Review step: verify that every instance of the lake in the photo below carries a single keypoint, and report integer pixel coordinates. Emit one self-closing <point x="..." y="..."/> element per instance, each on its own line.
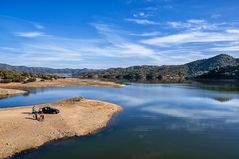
<point x="168" y="121"/>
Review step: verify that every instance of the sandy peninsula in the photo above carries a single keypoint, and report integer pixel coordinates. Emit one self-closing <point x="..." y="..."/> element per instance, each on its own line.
<point x="10" y="92"/>
<point x="61" y="83"/>
<point x="78" y="117"/>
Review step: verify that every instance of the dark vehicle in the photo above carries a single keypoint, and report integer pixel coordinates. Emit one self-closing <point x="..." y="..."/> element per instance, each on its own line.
<point x="49" y="110"/>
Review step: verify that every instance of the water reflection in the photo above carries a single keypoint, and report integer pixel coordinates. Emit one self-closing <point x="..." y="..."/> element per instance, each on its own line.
<point x="159" y="121"/>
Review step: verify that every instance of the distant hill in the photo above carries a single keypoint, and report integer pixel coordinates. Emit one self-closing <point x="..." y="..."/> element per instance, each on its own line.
<point x="202" y="66"/>
<point x="7" y="76"/>
<point x="228" y="72"/>
<point x="174" y="73"/>
<point x="45" y="70"/>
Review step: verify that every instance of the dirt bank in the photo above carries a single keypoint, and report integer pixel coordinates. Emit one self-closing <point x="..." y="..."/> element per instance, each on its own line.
<point x="10" y="92"/>
<point x="61" y="83"/>
<point x="19" y="131"/>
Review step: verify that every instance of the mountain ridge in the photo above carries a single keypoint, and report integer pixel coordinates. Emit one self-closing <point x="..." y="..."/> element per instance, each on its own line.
<point x="171" y="73"/>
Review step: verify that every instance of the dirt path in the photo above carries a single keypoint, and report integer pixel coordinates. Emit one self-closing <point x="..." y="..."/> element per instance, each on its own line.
<point x="10" y="92"/>
<point x="19" y="131"/>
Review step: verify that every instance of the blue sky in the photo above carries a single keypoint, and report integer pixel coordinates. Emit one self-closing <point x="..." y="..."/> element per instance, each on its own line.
<point x="116" y="33"/>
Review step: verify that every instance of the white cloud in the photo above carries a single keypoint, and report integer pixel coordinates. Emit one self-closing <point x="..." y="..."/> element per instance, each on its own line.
<point x="194" y="24"/>
<point x="29" y="34"/>
<point x="141" y="21"/>
<point x="236" y="31"/>
<point x="155" y="33"/>
<point x="192" y="37"/>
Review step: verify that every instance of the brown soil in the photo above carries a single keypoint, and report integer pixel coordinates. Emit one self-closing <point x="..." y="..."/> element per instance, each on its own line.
<point x="77" y="117"/>
<point x="10" y="92"/>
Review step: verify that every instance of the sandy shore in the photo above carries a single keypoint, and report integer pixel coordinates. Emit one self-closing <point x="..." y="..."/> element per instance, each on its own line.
<point x="61" y="83"/>
<point x="18" y="130"/>
<point x="10" y="92"/>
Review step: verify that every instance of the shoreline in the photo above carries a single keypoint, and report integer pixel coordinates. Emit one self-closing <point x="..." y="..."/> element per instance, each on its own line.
<point x="6" y="92"/>
<point x="61" y="83"/>
<point x="78" y="117"/>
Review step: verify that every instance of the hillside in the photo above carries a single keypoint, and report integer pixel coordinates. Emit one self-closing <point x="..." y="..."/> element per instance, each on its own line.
<point x="7" y="76"/>
<point x="175" y="73"/>
<point x="228" y="72"/>
<point x="45" y="70"/>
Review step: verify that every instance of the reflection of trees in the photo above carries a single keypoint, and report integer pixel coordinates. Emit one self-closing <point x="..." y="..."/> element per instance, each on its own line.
<point x="222" y="99"/>
<point x="37" y="90"/>
<point x="217" y="85"/>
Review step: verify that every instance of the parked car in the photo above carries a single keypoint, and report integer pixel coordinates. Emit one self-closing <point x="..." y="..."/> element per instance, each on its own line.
<point x="49" y="110"/>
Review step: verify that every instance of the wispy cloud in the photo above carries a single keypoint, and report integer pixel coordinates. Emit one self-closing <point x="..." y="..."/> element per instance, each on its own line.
<point x="29" y="34"/>
<point x="141" y="21"/>
<point x="194" y="24"/>
<point x="155" y="33"/>
<point x="192" y="37"/>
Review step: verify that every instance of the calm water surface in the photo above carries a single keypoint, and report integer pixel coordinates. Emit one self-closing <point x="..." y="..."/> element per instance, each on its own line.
<point x="168" y="121"/>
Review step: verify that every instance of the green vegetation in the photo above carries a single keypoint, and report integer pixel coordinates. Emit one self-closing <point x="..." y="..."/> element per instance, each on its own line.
<point x="7" y="76"/>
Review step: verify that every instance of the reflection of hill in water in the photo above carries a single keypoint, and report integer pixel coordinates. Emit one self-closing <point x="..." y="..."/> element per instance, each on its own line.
<point x="224" y="86"/>
<point x="222" y="99"/>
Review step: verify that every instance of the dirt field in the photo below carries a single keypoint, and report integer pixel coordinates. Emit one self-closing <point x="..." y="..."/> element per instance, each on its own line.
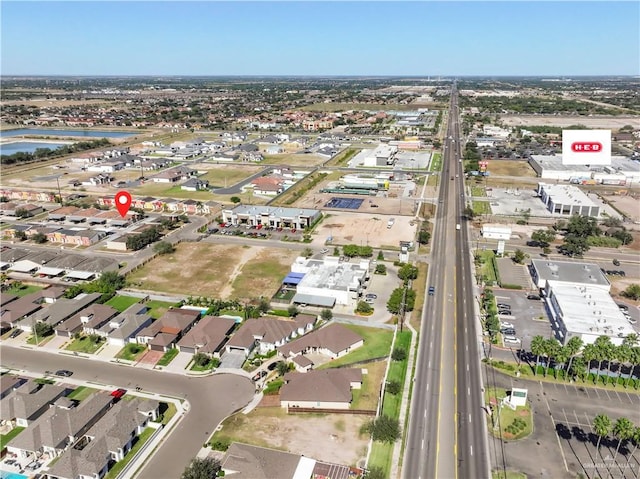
<point x="352" y="228"/>
<point x="510" y="168"/>
<point x="219" y="271"/>
<point x="335" y="438"/>
<point x="564" y="121"/>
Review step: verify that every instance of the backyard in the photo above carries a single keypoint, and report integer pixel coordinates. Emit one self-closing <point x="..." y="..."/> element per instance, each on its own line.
<point x="222" y="271"/>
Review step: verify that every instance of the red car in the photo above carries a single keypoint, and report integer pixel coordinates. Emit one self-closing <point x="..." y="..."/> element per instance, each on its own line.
<point x="118" y="393"/>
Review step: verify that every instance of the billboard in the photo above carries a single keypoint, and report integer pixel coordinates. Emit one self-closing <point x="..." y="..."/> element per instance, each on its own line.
<point x="586" y="147"/>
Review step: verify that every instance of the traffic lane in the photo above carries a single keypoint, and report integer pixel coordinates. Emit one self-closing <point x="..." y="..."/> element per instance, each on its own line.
<point x="211" y="399"/>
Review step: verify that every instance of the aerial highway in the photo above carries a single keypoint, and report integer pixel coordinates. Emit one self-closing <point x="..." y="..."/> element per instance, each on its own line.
<point x="447" y="436"/>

+===+

> **TASK**
Above are the records; repeat them exactly, omitting every picture.

> **SOLUTION**
Review step: verify that every instance of the lake in the photo below carries a single keypoint, and report integer pixel coordinates. Emit one self-closing <point x="..." y="..."/> element per instance, each on its own line.
<point x="168" y="121"/>
Review step: verify that every instance of the sandy peninsula in the photo above carries a single keypoint, and report integer pixel coordinates. Emit one self-closing <point x="..." y="..."/> element per instance, each on its own line.
<point x="10" y="92"/>
<point x="61" y="83"/>
<point x="78" y="117"/>
Review step: verify that every instance of the dark vehicle in the photo above carries a single keypoint, and report integer pixel coordinates. Emit one self-closing <point x="..." y="..."/> element per instance, each on its own line.
<point x="49" y="110"/>
Review step: verify that every instance of the water reflection in the photo above carries a single keypoint, and report integer pixel coordinates. Emit one self-closing <point x="..." y="..."/> element per instance, each on its own line.
<point x="159" y="121"/>
Review step: verify that every instance of the distant hill in the photo above carries a single keypoint, and report integer pixel coordinates. Emit one self-closing <point x="..." y="..."/> element per instance, each on its own line.
<point x="202" y="66"/>
<point x="7" y="76"/>
<point x="228" y="72"/>
<point x="174" y="73"/>
<point x="45" y="70"/>
Review step: verify that every instance of the dirt bank in the photo above carries a single keypoint, and report integer pixel coordinates. Emit one self-closing <point x="..." y="..."/> element per instance, each on its own line.
<point x="10" y="92"/>
<point x="61" y="83"/>
<point x="19" y="131"/>
Review step: verify that every instance of the mountain ridge in the photo above carries a single keypoint, and report integer pixel coordinates. Emit one self-closing <point x="..." y="..."/> element per instance, each on its own line.
<point x="171" y="73"/>
Review step: verify that every instance of the dirt path in the photo above carries a single keypoint, and report integer pixel coordinates. Emit one self-closing <point x="..." y="..."/> element per instance, each on its own line.
<point x="10" y="92"/>
<point x="19" y="131"/>
Review step: verify that every instance of the blue sky in the photo above carries a single keypoint, and report integer pixel coordinates. Emit one self-closing <point x="..." y="..."/> element per instance, each on its own line.
<point x="116" y="33"/>
Review step: verify that every instance of the white cloud in the photo above carries a single keypoint, and report integer pixel coordinates. Emit one self-closing <point x="..." y="..."/> element per instance, each on its own line.
<point x="194" y="24"/>
<point x="29" y="34"/>
<point x="141" y="21"/>
<point x="236" y="31"/>
<point x="155" y="33"/>
<point x="192" y="37"/>
Review step: verify that every instance of the brown soil in the photo above carries a single keypoint, and report integer pixel coordinates. Emit one self-closing <point x="..." y="..."/> element per instance, each on its own line.
<point x="77" y="117"/>
<point x="10" y="92"/>
Review step: verify that every instance of the sandy shore in the photo above carries a single keypoint, and report integer pixel coordinates. Emit one self-closing <point x="..." y="..."/> element per instance, each on its own line.
<point x="61" y="83"/>
<point x="18" y="130"/>
<point x="10" y="92"/>
Review step: verify that every instance of the shoreline in the photo above carries a single keypoint, and report integer pixel coordinates. Emit one self-closing <point x="..." y="..."/> element per instance, each on its own line.
<point x="6" y="92"/>
<point x="61" y="83"/>
<point x="78" y="117"/>
Review step: verify that every instance of the hillside in the photo above carries a single keypoint, and report integer pixel coordinates. Emit one self-closing <point x="..." y="..."/> element per instance, each on its own line.
<point x="7" y="76"/>
<point x="175" y="73"/>
<point x="228" y="72"/>
<point x="45" y="70"/>
Review step: verify that every instance of the reflection of trees in the photo above carries a single keypoint, and report integer pixel coordinates. Emit one self-closing <point x="..." y="..."/> element per instance, each on its own line.
<point x="222" y="99"/>
<point x="37" y="90"/>
<point x="217" y="85"/>
Review step: verify that every instance of the parked car in the photo above carries a single keypoint, and report integer pixel coordinates. Emit one self-closing <point x="..." y="..."/> element per instance, each on its own line.
<point x="49" y="110"/>
Review step: verify that every instance of the wispy cloud in the photo above carries a single keypoint, and report integer pixel coordinates. Emit one self-closing <point x="..." y="..."/> element per instance, each on its own line.
<point x="29" y="34"/>
<point x="141" y="21"/>
<point x="194" y="24"/>
<point x="155" y="33"/>
<point x="192" y="37"/>
Review step: verify that every instance of the calm water surface in the photo above carries a single keypoint, and report integer pixel coordinates. Emit one self-closing <point x="..." y="..."/> element per instance, each on its own line.
<point x="168" y="121"/>
Review step: verify that every instance of the green vegetation in the photo above carries a single keypoint, and report integer pixel coordinates. Emit one self-closing <point x="..." y="..."/> element per instance, each on its own line.
<point x="7" y="76"/>
Review step: verify that every instance of the reflection of hill in water in the photo above carries a single keypoint, and report integer pixel coordinates. Emit one self-closing <point x="..." y="..."/> element per instance, each on its own line.
<point x="224" y="86"/>
<point x="222" y="99"/>
Review step: verify that every instance of the dirt field in the photo below carries a single keypoint, and report integer pixel coordinates. Emit one self-closing <point x="..." y="..."/> element per instance, each on its own line.
<point x="352" y="228"/>
<point x="510" y="168"/>
<point x="219" y="271"/>
<point x="335" y="438"/>
<point x="564" y="121"/>
Review step: verify that every instance of the backyard in the photo above carries a single keypoint, and report integer pixel coordinates. Emit one self-closing <point x="..." y="..."/> element per instance, each on its own line.
<point x="222" y="271"/>
Review step: verify that every instance of the red car in the photo above carries a single keypoint, and report integer pixel coordinates. Emit one self-closing <point x="..." y="..."/> element per instance, each on its own line.
<point x="118" y="393"/>
Review step: verify that every instance of the billboard in the photo above carries a single keypoint, and report integer pixel coordinates. Emit one self-closing <point x="..." y="..."/> element per instance, each on its own line.
<point x="586" y="147"/>
Review step: verify that every instance of the traffic lane in the photo above carries a single keypoint, and report integer pixel coordinates. Emit one self-closing <point x="..." y="..."/> element per instance, each on its own line.
<point x="211" y="399"/>
Review step: verify that every instance of the aerial highway in the photo above carries a single keypoint, and report integer pixel coordinates. Emit one self-closing <point x="..." y="..."/> element per instance, each on its own line.
<point x="447" y="436"/>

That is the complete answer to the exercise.